Text passage:
########

And in all this bright, happy city, the brightest and happiest people are—you guessed it—the Latter-day Saints. And Arica’s two wards contain many dedicated young Mormons who are keeping the commandments; preparing for missions, marriage, and righteous homes; and having a wonderful time. They can be found together often, participating in sports, dances, meetings, parties, and especially splashing in the salty waves of one of Arica’s several public beaches.

So it is, one spring afternoon in November, when a city bus pulls up to its last stop at one of Arica’s beaches and lets out a group of happy, good-looking young men and women who run through the soft sand down to the beach. High above them looms El Morro, the massive gray cliff whose profile dominates Arica’s southern skyline. In a moment’s time a magic carpet of colorful towels has appeared on the beach, and a game of dodge ball is proposed. But there is no ball, so one of the towels disappears from under a young man. After it is tied in a number of knots and wound with some shoelaces which are tied securely, it is a towel no longer. It has become a ball, and the dodge ball game begins—the boys against the girls. The boys are stronger and throw straighter, but the girls are trickier, and the outcome of the battle remains dubious. They churn the sand as they play, leaping and twisting until the hot yellow sun seems to leap and twist in the sky above them. After a while the game somehow evolves into a contest to see which team can keep the ball away from the other team and somewhere along the line a real ball has appeared.

Later, some of the young people relax and tell the youth magazine writer about life in Arica.

Ariquenos love laughter and need little excuse for a good fiesta. They enjoy their holidays and have a good supply of distinctly elaborate celebrations. One of the highlights of the year is the carnival season each February. During that mad interlude passing strangers are likely to be bombarded with water-filled balloons, confetti, or flowers. On the Dia de los Picados (Day of the Imps) this list expands to include buckets of water, mud, shoe polish, dye, eggs—anything vaguely liquid can be used. Dances and parties are held in the plaza. A wooden monkey is built and dressed in a tuxedo. This monkey becomes the carnavelón, the chief of the carnival, and everyone shows him exaggerated respect as he is feted at parties and parades. When the carnival finally comes to an end, the carnavelón is buried, accompanied by extravagant weeping and mourning.

The group of young people at the beach also explains a little about school in Chile. Most students attend half-day sessions, but they are expected to study hard in their free time. During his schooling each student studies Spanish, mathematics, music, English, physics, chemistry, and other optional subjects. If a student fails the final exam in one of his major subjects and does not redeem himself at a follow-up exam, he must repeat the whole year’s studies, including the subjects in which he did well. Needless to say, tests are taken seriously. Students study until late at night striving to get a seven (highest grade) and have nightmares of being issued a one (the lowest). Competition for admittance to universities is tough, but Mormon students throughout Chile have done well.

While basking beneath the sun, they also share their feelings about the gospel, its blessings and responsibilities. “The first thing we have to do in order to fulfill Elder McConkie’s prophecy concerning our future is to be examples, not only in friendshiping people, but also in our deportment,” says Elisobet Santibanez. “In this way people will see that by doing the right things a person really can live happily. A worthy member of the Church can always feel tranquility. And when people who don’t feel this tranquility see our example, they will change. Every day there will be more people who want to study the gospel.”

########

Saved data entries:

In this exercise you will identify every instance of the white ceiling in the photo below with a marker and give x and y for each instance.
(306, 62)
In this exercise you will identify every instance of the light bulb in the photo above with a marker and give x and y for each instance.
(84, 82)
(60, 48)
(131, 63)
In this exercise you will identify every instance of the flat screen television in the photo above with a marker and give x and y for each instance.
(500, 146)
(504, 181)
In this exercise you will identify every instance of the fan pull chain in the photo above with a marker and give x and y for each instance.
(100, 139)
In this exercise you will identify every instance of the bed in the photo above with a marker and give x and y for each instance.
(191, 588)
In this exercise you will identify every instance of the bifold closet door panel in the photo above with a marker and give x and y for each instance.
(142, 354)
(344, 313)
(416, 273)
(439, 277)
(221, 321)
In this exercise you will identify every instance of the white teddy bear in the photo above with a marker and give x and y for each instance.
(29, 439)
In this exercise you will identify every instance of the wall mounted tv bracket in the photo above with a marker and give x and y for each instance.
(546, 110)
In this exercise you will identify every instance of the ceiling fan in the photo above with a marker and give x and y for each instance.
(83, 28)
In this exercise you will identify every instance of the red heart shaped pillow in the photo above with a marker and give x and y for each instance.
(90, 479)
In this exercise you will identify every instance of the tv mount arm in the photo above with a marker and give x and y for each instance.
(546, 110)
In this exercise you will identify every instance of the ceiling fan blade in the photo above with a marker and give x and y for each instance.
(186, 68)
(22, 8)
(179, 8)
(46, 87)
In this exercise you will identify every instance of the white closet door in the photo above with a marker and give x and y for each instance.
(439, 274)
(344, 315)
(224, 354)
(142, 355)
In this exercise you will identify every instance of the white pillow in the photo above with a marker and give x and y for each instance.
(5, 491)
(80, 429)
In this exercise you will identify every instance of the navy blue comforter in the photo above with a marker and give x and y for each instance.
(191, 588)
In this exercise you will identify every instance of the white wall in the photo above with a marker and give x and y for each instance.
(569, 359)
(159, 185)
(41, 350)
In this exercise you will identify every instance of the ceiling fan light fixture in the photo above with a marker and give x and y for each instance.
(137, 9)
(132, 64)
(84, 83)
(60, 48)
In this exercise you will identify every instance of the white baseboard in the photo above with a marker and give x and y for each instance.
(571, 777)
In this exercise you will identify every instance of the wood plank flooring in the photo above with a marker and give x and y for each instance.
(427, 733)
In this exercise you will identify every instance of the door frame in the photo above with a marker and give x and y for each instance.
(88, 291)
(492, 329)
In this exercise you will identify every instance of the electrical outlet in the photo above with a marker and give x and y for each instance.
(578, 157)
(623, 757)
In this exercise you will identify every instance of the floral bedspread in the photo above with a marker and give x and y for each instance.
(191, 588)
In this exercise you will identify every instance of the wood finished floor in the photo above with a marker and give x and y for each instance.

########

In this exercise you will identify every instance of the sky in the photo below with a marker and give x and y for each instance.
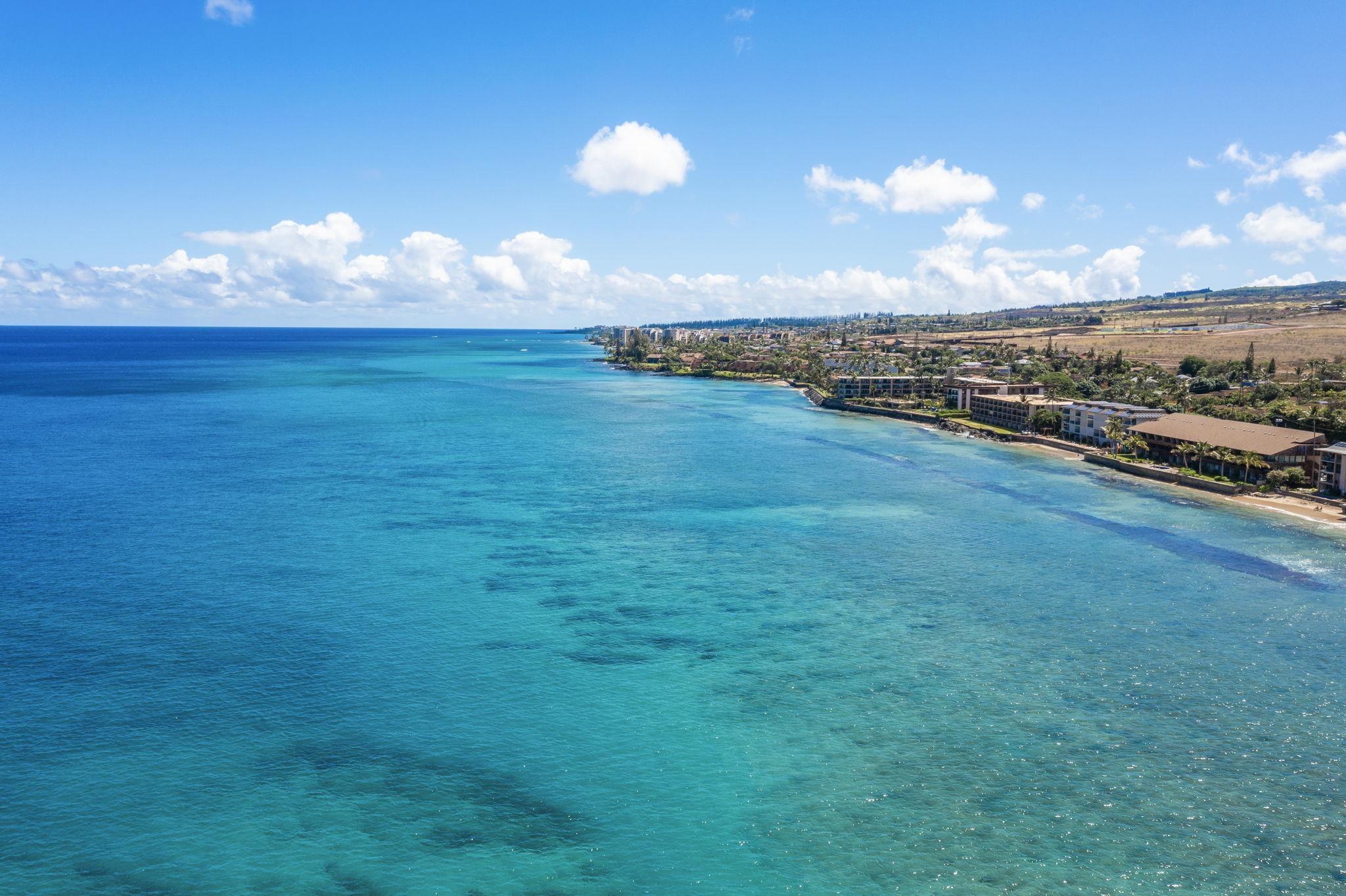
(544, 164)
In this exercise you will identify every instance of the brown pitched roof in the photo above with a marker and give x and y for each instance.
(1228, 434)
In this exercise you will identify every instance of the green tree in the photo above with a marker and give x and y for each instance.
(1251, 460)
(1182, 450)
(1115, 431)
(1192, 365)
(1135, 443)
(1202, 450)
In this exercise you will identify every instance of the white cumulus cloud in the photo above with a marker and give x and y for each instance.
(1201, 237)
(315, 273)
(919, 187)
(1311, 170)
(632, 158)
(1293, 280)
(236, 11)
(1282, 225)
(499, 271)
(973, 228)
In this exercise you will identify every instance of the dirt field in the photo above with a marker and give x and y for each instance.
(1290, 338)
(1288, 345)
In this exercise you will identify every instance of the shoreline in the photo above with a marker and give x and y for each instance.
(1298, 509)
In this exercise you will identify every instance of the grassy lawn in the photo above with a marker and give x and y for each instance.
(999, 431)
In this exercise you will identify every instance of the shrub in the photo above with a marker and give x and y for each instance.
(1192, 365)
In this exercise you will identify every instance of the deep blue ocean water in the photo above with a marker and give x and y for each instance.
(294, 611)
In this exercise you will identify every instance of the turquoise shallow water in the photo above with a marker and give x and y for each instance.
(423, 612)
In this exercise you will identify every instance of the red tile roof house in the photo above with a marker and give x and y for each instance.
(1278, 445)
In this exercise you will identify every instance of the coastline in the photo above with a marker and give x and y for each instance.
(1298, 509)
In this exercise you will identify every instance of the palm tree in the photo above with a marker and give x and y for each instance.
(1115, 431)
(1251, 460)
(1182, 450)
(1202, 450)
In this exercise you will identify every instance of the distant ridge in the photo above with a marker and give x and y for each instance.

########

Written tasks:
a: List every line of the listing that contains the word "pillow".
b: Write the next part of the passage about young Latter-day Saints in Arica, picking up after its final sentence.

Exercise responses:
a:
In this exercise you will identify every instance of the red heart shaped pillow in the photo above with a marker and give x and y for each instance.
In this exercise you will identify every instance of the white pillow in the photo above with a marker and give x and y for each instance.

b:
On March 1, 1977, Elder Bruce R. McConkie of the Council of the Twelve stood before an area conference in Santiago, Chile’s capitol city, and said: “I foresee the day when the seven stakes in Chile will be seven times seventy. I foresee the day when the 250 active Chilean missionaries will be increased by the thousands. I foresee the day when The Church of Jesus Christ of Latter-day Saints will be the most powerful influence in this nation … The Lord will pour out blessings abundantly upon this nation because of the righteousness of the people who live here.”

A recent convert adds, “Some of the best things about the Church are the people. They are very warm and loving. They welcomed me with open arms.”

Santos Altamirano Espinosa, who has just returned from serving a mission, says: “ We should let our brothers and sisters know of the truth and help them realize that they have the opportunity of gaining eternal life.”

She adds a personal experience of following the counsel of the Brethren: “I remember President Kimball as an apostle. Ten years ago he said, ‘Prepare yourselves and have provisions in your homes because difficult times will come.’ Several years ago Chile went through a difficult time when there was no food. The prophecy was fulfilled, and every time I remember this, I put more emphasis on obeying the counsel of the prophets.”

Hector Novoan says: “Since my first steps as a child I have been developing faith in God. Now that I know the gospel I can proclaim as with a trumpet that the greatest blessing one can receive upon this earth is to come to a knowledge of the gospel.

“I know that the Lord loves me. His love is so great that when I praise him from my heart, I feel a great joy fill my whole being and I feel him very near. I know that if it were not for the veil covering my mind, I would be able to remember him and those days when I was with him.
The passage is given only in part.